Monsieur le rapporteur, permettez-moi de vous dire en toute amitié qu'il n'y a pas d'incohérence entre les dispositions que nous avons votées en août 2000 et la position que nous adoptons aujourd'hui.
Lorsqu'une technologie apparaît, il appartient au législateur de lui donner un coup de pouce. C'est ce que nous avons fait au mois d'août 2000 pour TF 1, avec la création de LCI, et pour M6, avec le lancement de M6 Music.
C'était un exemple que nous donnions pour encourager une technologie qui était amenée à remplacer progressivement la diffusion analogique. Ce n'était pas incohérent !
Par ailleurs doit-on adhérer à un système parce que c'est la mode ? On entend dire un peu partout que plus il y a de chaînes et plus on favorise les diffusions de qualité. Pour ma part, je ne suis pas enclin à suivre la mode. Je préfère analyser la situation, prendre ce qui me paraît bien et laisser le reste.

***

### Consignes
(1) Traduisez en anglais cette phrase de l'extrait : « Lorsqu'une technologie apparaît, il appartient au législateur de lui donner un coup de pouce. »
(2) Répondez brièvement à ces questions sur l'extrait.
(a) Quelle chaîne a été créée pour TF 1 en août 2000 ?
(b) Quelle diffusion la technologie encouragée devait-elle remplacer progressivement ?
(c) Qu'entend-on dire « un peu partout » au sujet du nombre de chaînes ?
(3) Citez l'extrait depuis « Monsieur le rapporteur, permettez-moi » jusqu'à « nous adoptons aujourd'hui. » inclus.
Le matériel qui suit n'a aucun rôle dans ce travail.

### Données
***

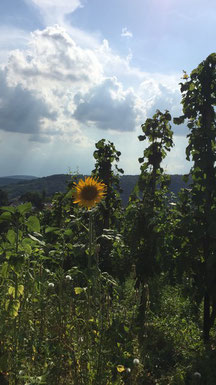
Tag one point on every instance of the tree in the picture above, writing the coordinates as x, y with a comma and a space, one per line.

***

### Résultats par tâche
(1) When a technology emerges, it is up to the legislator to give it a boost.

(2)
(a) LCI.
(b) La diffusion analogique.
(c) Plus il y a de chaînes, plus on favorise les diffusions de qualité.

(3)
Monsieur le rapporteur, permettez-moi de vous dire en toute amitié qu'il n'y a pas d'incohérence entre les dispositions que nous avons votées en août 2000 et la position que nous adoptons aujourd'hui.